◆ EXERCISE TASKS
1 - From the article on food-sharing bans and homelessness, pull out the span from "No less egregious" to "ability to survive." and copy it word for word.
2 - Continue the article on city laws against homeless people and public food sharing, starting right after its final sentence.

◆ GIVEN PASSAGE

:::

No less egregious than the unabashedly unmasked right wing’s protofascist assaults on the freedoms of women, Blacks, LGBTQ people, refuge-seeking immigrants, public school and university students and academics, are the Democrat Party’s decades’ long serial oppression of the least among us. While the Biden administration touts another slate of half measure reforms to solve homelessness, as has been the norm since the government’s trashing of public housing starting in the 1970’s, and the advent of institutionalized homelessness in the 80’s, city after city, most with Dem leadership, continue to pass laws which undermine houseless* individuals’ very ability to survive.
While those living in shelters, by definition, are also houseless, it’s the unsheltered population which feels the brunt, and often the physical brutality of laws which criminalize their very existence: where they sit, lie and bed down; their ability to ask for help (aka panhandle); and also, striking at their ability to survive, the right of both faith-based and secular, political orgs like Food Not Bombs (FNB) to publicly share meals. Beyond meeting an essential need by providing healthy food, FNB bears with its name and politics a message opposing militarism and war. In other words, FNB is engaging in First Amendment protected speech, and federal courts have said as much (e.g., the U.S. Court of Appeals for the Eleventh Circuit in FNB Ft. Lauderdale v. City of Ft. Lauderdale).
The reason for invoking D Party culpability is because the vast majority of large cities, many of which are home to FNB groups, are led by Democrat mayors, as Ft. Lauderdale was when it passed its infamous and now rescinded food sharing ban in 2014. FNB in Houston, another D Party led and the fourth most populous city in the U.S., has seen several of its members arrested for sharing food in recent weeks. And as of last week, West Palm Beach, FL, headed by Dem mayor Keith James, has added its name to the litany of municipal lunacy which dictates that sharing food with hungry and primarily houseless folk is a criminal act. This isn’t James’ and the city’s first foray into an unconstitutional cul de sac.

:::

◆ DATASET CONTENT
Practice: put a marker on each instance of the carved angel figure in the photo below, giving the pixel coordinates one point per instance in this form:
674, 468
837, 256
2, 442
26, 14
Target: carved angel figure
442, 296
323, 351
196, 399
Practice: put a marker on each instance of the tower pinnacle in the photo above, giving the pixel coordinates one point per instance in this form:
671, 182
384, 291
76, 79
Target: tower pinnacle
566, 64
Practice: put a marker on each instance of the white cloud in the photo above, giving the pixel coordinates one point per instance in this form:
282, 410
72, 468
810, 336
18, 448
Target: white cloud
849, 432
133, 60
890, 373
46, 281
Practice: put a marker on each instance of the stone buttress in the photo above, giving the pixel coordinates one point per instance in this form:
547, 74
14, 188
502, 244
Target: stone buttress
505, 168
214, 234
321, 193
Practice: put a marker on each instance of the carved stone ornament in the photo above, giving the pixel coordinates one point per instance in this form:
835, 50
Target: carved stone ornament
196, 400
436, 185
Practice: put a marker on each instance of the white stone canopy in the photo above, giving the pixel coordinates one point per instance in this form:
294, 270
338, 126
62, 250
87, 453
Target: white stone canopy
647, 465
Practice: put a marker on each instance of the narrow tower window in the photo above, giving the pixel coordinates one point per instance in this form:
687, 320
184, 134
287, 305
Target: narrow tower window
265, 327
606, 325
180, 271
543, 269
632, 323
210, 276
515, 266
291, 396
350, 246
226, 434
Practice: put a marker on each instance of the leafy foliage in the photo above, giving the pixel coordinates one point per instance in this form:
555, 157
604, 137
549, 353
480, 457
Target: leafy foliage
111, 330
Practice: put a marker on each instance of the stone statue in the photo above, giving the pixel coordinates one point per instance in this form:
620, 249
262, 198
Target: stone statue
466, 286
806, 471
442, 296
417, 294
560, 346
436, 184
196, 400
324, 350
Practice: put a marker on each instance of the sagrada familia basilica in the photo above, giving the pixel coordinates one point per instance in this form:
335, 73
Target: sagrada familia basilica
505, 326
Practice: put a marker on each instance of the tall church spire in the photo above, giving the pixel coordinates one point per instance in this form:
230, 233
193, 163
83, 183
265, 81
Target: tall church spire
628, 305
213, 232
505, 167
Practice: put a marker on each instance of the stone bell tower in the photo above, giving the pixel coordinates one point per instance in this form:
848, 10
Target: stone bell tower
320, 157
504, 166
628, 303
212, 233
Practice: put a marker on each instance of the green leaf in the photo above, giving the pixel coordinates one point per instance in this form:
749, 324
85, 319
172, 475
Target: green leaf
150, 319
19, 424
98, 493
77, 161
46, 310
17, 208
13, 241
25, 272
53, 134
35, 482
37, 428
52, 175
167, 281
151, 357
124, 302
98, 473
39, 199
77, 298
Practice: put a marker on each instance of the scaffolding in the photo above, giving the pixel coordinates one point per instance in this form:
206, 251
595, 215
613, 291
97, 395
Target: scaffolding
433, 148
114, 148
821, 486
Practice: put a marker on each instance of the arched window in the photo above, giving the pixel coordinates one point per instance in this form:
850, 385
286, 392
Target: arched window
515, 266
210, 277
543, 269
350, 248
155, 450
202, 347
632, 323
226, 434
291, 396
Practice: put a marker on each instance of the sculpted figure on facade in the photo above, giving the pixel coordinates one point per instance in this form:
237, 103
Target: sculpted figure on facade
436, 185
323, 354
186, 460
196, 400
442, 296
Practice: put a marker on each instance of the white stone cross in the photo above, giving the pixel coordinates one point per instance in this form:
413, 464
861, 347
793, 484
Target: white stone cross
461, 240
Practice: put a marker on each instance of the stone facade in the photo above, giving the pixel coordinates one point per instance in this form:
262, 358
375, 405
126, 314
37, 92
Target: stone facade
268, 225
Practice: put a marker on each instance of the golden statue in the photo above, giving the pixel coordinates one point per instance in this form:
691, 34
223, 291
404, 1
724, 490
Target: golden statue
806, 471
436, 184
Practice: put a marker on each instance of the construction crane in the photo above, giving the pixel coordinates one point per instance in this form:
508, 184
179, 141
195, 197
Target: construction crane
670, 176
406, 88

:::

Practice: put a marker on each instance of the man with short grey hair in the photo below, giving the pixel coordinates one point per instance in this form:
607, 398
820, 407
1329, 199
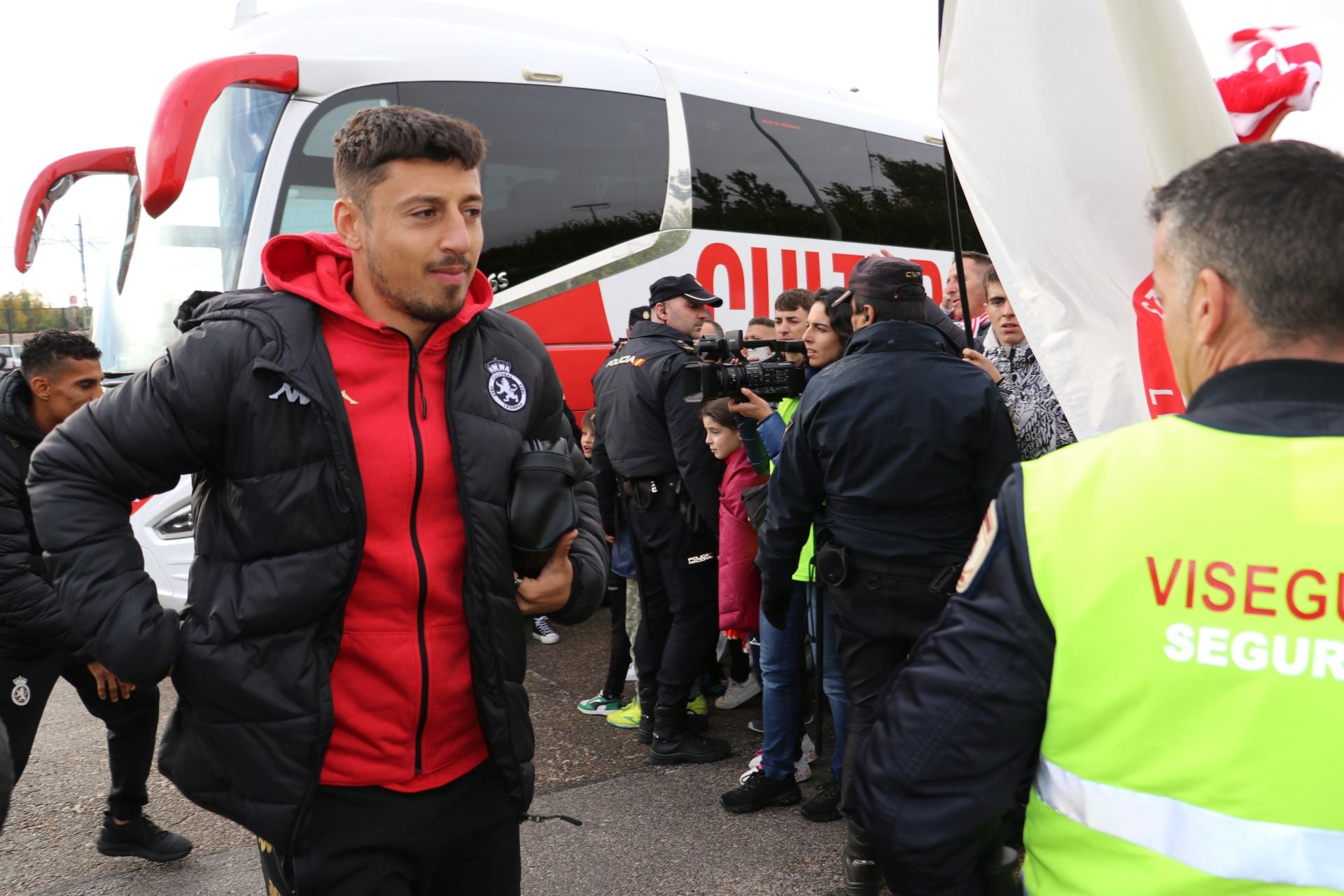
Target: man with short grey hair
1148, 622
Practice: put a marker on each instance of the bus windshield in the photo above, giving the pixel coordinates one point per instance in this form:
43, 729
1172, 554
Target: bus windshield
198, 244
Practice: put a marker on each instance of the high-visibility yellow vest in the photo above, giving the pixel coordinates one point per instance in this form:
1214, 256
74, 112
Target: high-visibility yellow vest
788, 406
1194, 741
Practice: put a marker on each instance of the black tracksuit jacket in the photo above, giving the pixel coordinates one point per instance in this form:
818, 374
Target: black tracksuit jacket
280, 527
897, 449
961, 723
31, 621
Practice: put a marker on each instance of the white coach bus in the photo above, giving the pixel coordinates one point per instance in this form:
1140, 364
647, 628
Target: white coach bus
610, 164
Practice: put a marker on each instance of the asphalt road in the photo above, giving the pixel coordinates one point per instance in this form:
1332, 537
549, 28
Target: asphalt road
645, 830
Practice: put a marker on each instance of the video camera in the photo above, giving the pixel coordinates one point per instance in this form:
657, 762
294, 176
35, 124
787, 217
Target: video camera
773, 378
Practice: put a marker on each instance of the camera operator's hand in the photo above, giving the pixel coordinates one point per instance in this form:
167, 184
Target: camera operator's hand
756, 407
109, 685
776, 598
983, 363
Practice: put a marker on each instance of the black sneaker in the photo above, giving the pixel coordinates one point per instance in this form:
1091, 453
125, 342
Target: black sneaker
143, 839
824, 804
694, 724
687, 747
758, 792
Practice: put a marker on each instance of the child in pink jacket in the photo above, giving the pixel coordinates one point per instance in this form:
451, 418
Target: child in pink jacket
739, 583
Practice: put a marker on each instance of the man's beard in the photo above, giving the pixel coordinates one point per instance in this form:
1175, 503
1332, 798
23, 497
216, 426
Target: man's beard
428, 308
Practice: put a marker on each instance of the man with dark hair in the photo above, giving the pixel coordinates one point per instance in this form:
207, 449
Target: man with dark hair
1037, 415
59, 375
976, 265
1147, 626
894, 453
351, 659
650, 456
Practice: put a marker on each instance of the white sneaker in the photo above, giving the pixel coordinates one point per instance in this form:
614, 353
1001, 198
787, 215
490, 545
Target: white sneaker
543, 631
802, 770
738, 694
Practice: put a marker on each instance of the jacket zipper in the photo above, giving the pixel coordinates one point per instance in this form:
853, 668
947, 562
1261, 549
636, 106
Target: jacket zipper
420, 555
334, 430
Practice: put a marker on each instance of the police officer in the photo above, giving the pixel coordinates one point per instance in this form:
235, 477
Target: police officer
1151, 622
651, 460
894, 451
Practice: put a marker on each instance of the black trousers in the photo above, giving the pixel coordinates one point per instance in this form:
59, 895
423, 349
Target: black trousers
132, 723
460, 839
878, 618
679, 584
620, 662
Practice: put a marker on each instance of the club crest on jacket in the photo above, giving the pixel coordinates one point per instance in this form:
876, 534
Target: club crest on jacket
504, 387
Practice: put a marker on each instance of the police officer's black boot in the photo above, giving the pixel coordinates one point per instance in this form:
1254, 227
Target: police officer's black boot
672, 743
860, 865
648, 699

:::

◆ RESULTS OF THE EXERCISE
1 -
No less egregious than the unabashedly unmasked right wing’s protofascist assaults on the freedoms of women, Blacks, LGBTQ people, refuge-seeking immigrants, public school and university students and academics, are the Democrat Party’s decades’ long serial oppression of the least among us. While the Biden administration touts another slate of half measure reforms to solve homelessness, as has been the norm since the government’s trashing of public housing starting in the 1970’s, and the advent of institutionalized homelessness in the 80’s, city after city, most with Dem leadership, continue to pass laws which undermine houseless* individuals’ very ability to survive.

2 -
A little over two years ago, with City Attorney Kimberly Rothenburg backing him with bad legal advice, he pushed through an ordinance banning panhandling despite clearly established case law that defined the ordinance as unconstitutional right out of the gate. James’ bombastic pronouncement from center stage on the city commission dais just prior to the law’s passage at the tail end of 2020 was, “This law does not criminalize homelessness,” which he then repeated for emphasis. But the mayor doth protest too much and, as many predicted, the city was sued in federal court by three houseless plaintiffs and forced to rescind its unconstitutional panhandling ban less than a year after its introduction. James, a Harvard Law School grad who perhaps skipped his constitutional law classes, spoke not a word. Demagoguery means never having to say you’re sorry.
When it comes to food sharing, even international treaties define having access to food, along with housing and other basic needs, as a fundamental human right. The United States, notwithstanding its forever genocidal history of slavery, Jim Crow and dispossessions of Native and African peoples both domestically and around the globe, has supported these treaties. Make that, kind of supported.
About 70 years ago, the International Covenant on Economic, Social and Cultural Rights (ICESCR), an agreement on the order of the Universal Declaration of Human Rights, came into being at the United Nations. Part 3 of the Covenant laid out the rights to food, housing, health, education and even recognized in detail needs like the protection of children via mechanisms like paid parental leave.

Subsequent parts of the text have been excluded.